## PROBLEM
Rewrite the rows below, substituting "coarse mask" for every instance of "rough mask" and leaving everything else as it is.

## EXERCISE INPUTS

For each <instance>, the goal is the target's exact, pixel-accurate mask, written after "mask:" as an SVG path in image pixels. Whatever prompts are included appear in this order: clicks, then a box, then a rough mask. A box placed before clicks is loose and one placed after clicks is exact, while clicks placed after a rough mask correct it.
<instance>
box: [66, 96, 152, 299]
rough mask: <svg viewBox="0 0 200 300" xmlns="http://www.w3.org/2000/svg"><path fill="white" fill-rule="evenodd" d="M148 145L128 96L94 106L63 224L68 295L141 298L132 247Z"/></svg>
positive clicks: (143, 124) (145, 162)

## WRITTEN RESPONSE
For each <instance>, the goal is the target's exact, pixel-accurate mask, written after "mask:" as an SVG path in image pixels. Whatever prompts are included appear in this order: clicks, then a box, then a coarse mask. A box placed before clicks is loose and one placed after clicks is exact, while clicks placed after a coarse mask correct it.
<instance>
box: [66, 96, 152, 299]
coarse mask: <svg viewBox="0 0 200 300" xmlns="http://www.w3.org/2000/svg"><path fill="white" fill-rule="evenodd" d="M148 145L128 96L94 106L63 224L68 295L141 298L132 247Z"/></svg>
positive clicks: (143, 124) (145, 162)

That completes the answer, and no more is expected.